- Petunjuk Tugas
A. Periksa apakah setiap pernyataan berikut sesuai dengan teks tentang kemerdekaan Papua. Untuk masing-masing, jawab ya atau tidak, lalu kutip persis kata-kata teks yang menjadi penentunya.
(i) Kehadiran orang Papua di dunia merupakan inisiatif manusia.
(ii) Orang Papua ingin hidup tanpa intimidasi.
(iii) Kemerdekaan dalam arti sempit selalu dianggap menunjukkan keinginan orang Papua untuk mendirikan suatu negara.
B. Tuliskan lanjutan teks tentang kemerdekaan Papua, dimulai sesudah kalimat terakhir yang tercantum.

- Teks
--------------------------------

TEGAKAN HARGA DIRI, MARTABAT SERTA IDENTATAS WARNAH HITAM DAN KRITING DI MATA TUHAN
Soboliemmatius Sinduk
Kehadiran Orang Papua didalam dunia bukan kebetulan, bukan sandiwara, bukan iseng, bukan Opini, bukan mimpi siang bolong, tetapi "fakta, atau kenyataan".
Orang Papua hadir didalam dunia ini, terkhusus di bumi cendrawsih karena kasih karunia Allah yang tidak terbatas, bukan inisiatif dari manusia yang terbatas.
Papua Ingin merdeka. Merdeka dalam arti luas, bukan arti sempit kalian mengerti. Arti luas disini, orang Papua Ingin hidup tanpa Genosida. Orang Papua ingin hidup tanpa Intimidasi. Orang Papua ingin hidup tanpa mendengar Rasisme. Orang Papua Ingin hidup sebagai mayoritas di negerinya dari pada mendengar seruan minoritas, bosan boss.
Kemerdekaan arti sempit selalu saja menujukan bahwa orang papua ingin mendirikan suatu negara, akhirnya dijuluki sebagai seporadis, separatis, dan pengacau dan lain sebagainya. Tetapi secara akademisi makna dari kemerdekaan itu sendiri adalah kebebasan, berpendapat, bebas berargumen, bebas berbangsa dan bernegara itu di jamin oleh UUD Bukan?
Jadi Kami rakjat papua ingin bebas dari kurungan jeruji besi, ingin meghirup udara bebas, kami ingin menerima sinar matahari, apabilah kerimpunan suatu penghalang di halaukan, dan ingin duduk dan berceritra dengan saudaraku sendiri seperti semulah.
Sekarang para reaksioner yang tidak mengerti ruang demokrasi membuat dan muncul suatu bermasalahan yang asli selama ini menimbun dalam hati, dengan sendirinya keluar dan bau busuk itu tercium oleh dunia.

--------------------------------

- Data yang Ditampilkan
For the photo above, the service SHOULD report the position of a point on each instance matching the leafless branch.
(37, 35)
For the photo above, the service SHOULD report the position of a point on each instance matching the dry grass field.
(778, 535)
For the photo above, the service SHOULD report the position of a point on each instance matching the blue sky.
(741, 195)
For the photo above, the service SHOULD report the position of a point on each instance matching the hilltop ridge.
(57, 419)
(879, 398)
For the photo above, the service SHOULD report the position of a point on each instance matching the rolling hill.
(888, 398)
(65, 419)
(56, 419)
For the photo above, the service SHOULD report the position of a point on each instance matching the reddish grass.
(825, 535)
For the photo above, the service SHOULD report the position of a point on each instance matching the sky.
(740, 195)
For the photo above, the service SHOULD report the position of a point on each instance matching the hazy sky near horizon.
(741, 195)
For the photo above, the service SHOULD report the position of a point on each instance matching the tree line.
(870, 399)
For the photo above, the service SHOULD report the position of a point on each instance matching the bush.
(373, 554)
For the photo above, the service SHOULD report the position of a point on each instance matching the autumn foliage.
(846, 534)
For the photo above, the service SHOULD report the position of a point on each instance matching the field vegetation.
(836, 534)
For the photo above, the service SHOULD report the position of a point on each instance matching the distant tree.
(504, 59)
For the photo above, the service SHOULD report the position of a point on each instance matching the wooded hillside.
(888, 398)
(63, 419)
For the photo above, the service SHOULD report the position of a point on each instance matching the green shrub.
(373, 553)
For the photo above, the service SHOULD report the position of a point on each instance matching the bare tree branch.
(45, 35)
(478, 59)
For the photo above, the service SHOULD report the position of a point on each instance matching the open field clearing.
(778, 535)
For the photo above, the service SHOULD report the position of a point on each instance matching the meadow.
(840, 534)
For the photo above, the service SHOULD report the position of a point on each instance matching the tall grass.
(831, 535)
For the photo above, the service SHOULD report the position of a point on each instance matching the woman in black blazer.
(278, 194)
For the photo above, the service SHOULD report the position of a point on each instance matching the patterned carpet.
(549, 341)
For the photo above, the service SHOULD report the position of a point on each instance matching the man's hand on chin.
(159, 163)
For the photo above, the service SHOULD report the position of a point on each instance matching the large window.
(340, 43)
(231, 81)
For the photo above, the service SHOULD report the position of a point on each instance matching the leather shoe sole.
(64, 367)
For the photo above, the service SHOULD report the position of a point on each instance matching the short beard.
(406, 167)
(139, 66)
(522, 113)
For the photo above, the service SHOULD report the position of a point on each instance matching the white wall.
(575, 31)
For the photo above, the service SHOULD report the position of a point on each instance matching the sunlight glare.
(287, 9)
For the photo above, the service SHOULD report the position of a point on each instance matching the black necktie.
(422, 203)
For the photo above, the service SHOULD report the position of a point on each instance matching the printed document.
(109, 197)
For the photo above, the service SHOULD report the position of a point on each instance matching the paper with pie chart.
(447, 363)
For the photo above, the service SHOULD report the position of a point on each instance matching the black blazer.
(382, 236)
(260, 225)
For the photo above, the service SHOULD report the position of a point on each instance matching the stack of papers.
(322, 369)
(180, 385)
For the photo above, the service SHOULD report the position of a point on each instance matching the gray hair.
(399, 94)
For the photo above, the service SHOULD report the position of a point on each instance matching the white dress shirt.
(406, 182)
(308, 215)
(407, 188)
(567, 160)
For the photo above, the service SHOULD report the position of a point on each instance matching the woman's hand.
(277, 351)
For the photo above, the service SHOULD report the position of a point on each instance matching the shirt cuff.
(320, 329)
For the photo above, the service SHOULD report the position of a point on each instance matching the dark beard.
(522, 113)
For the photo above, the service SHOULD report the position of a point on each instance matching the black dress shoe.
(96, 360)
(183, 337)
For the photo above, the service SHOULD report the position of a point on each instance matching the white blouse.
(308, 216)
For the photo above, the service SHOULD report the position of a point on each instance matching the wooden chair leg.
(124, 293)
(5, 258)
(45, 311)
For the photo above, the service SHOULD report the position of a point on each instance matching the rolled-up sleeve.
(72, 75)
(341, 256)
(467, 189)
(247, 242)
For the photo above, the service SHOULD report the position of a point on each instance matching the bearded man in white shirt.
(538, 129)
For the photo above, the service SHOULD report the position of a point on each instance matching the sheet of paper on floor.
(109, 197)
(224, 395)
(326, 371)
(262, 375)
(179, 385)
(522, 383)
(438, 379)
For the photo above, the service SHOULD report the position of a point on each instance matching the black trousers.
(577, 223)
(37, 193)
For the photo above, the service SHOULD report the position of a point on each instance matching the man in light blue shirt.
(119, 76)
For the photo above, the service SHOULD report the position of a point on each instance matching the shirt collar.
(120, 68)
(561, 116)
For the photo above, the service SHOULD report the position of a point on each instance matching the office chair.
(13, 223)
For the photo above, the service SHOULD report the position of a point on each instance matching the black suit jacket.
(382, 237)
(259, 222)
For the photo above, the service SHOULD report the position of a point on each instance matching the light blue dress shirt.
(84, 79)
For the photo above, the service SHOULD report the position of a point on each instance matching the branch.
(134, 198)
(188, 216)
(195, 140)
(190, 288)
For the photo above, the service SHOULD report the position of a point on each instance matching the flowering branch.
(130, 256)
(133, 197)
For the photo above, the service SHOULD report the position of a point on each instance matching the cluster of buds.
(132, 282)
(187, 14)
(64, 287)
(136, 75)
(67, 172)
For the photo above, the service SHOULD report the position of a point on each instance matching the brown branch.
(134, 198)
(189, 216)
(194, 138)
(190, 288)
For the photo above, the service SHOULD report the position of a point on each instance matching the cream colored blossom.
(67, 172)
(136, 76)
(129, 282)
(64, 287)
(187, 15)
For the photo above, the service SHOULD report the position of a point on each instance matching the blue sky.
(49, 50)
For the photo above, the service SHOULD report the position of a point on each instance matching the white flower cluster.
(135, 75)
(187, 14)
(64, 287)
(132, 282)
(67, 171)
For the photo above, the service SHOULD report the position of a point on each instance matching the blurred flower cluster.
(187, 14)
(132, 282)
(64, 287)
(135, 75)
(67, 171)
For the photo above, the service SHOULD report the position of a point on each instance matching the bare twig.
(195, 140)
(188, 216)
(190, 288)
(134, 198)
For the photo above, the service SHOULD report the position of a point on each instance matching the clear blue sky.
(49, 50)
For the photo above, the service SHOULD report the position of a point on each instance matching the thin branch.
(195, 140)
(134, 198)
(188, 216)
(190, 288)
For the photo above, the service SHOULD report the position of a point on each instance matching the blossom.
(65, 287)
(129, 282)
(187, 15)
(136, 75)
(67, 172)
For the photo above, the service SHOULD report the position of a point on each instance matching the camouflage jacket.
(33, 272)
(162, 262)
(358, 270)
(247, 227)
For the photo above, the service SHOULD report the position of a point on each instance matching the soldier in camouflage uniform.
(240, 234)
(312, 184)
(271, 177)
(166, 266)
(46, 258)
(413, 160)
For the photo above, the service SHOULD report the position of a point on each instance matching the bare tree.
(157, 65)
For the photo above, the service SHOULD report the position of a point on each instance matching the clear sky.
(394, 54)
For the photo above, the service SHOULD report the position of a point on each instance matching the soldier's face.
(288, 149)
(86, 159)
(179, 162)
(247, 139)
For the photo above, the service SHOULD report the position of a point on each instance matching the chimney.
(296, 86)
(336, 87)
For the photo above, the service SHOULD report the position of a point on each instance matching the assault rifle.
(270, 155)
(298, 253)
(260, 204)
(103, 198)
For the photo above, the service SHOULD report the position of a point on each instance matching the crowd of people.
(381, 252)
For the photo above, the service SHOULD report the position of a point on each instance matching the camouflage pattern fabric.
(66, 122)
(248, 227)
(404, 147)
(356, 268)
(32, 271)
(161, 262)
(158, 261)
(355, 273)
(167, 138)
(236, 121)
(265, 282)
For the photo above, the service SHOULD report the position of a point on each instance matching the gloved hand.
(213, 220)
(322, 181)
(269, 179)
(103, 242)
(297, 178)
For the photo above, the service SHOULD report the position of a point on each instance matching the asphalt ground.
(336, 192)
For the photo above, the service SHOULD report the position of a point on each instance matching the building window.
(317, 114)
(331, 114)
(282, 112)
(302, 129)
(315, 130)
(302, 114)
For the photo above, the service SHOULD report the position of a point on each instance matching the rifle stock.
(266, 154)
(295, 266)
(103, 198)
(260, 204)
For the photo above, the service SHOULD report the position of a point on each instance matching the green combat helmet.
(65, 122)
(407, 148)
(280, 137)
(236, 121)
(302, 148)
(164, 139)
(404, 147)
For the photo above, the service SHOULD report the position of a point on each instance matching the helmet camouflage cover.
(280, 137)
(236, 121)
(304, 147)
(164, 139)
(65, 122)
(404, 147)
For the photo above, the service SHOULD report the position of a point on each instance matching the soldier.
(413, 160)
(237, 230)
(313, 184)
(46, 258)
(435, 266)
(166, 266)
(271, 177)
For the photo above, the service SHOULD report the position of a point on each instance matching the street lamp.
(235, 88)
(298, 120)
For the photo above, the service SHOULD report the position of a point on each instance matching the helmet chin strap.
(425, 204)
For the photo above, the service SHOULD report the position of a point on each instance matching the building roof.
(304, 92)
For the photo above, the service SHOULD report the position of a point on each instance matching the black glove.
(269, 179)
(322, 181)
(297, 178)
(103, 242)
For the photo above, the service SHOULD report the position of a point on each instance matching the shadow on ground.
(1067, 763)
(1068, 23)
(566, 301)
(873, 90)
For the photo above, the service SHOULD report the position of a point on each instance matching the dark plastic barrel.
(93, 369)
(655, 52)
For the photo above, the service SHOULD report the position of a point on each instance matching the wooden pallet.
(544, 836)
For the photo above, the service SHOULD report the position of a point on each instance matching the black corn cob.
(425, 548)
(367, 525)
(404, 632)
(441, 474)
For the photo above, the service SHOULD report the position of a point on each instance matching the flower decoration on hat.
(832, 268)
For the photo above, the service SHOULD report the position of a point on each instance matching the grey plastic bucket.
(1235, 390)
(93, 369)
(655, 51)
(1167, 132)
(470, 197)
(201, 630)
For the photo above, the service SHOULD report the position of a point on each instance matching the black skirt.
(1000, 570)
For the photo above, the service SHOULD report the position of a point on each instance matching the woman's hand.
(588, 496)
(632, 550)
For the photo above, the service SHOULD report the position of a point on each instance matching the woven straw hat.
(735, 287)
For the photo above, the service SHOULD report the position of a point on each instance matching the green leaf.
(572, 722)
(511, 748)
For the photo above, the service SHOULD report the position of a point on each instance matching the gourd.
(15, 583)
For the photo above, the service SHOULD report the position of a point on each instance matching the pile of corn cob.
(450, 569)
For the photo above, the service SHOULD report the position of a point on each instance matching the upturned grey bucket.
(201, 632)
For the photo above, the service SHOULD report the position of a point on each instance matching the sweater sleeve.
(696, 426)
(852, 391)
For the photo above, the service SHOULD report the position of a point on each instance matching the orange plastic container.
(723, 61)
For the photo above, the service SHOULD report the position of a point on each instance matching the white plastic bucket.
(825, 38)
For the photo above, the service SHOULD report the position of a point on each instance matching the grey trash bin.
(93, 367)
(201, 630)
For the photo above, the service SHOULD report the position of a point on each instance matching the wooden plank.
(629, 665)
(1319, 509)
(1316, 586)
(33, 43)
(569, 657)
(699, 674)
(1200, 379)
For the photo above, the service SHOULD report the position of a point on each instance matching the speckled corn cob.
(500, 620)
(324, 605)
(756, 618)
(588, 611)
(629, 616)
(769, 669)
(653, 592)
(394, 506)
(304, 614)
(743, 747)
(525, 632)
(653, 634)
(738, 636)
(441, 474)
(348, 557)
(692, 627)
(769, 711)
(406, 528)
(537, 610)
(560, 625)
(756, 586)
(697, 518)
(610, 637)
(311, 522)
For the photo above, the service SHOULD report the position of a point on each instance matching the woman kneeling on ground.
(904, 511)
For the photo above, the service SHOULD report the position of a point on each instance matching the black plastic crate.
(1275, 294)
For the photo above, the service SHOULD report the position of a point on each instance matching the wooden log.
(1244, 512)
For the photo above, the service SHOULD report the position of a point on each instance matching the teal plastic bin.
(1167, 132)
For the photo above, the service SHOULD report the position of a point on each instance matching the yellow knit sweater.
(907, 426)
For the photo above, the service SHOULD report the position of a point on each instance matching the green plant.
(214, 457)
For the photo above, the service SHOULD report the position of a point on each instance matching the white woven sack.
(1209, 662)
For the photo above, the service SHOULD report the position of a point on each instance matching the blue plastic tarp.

--------------------------------

- Jawaban yang Diharapkan
A.
(i) Tidak: "karena kasih karunia Allah yang tidak terbatas, bukan inisiatif dari manusia yang terbatas"
(ii) Ya: "Orang Papua ingin hidup tanpa Intimidasi."
(iii) Ya: "Kemerdekaan arti sempit selalu saja menujukan bahwa orang papua ingin mendirikan suatu negara"

B.
Seorang diskriminator, rasialisator, dan Genosiator, melakukan berbagai macam cara, agar orang Papua menjadi objek wisata untuk membangun suatu projek raksasa didesain dengan nalar yang hyper grace, untuk memenuhi keinginannya.
Sekarang para politisi, Inteletual dan sendikiawan Jakarta telah kehilangan serta sirnah akal sehat. Hal ini berakibat pada ketidak tenangan para pemimpin, berkomunikasi tidak terarah pada inti pokok permasalahan, serta tidak berfokus pada tema yang di bahas hari ini.
Misalnya: Rasisme. penangan terhadap isyu rasisme yang panas, menjadikan alun-alun kota, sehingga para pemimipin berputar-putar di areah tersebuat. Seharusnya para sendikiawan baik Presiden yang terhormat, Kapolri yang tercinta, serta Menkopulkham yang tersayang, tidak tenang dan terlalu terburu buru membuat suatu konklusi yang salah tidak separalel dengan topik yang sedang diperpincabgkan/hangat.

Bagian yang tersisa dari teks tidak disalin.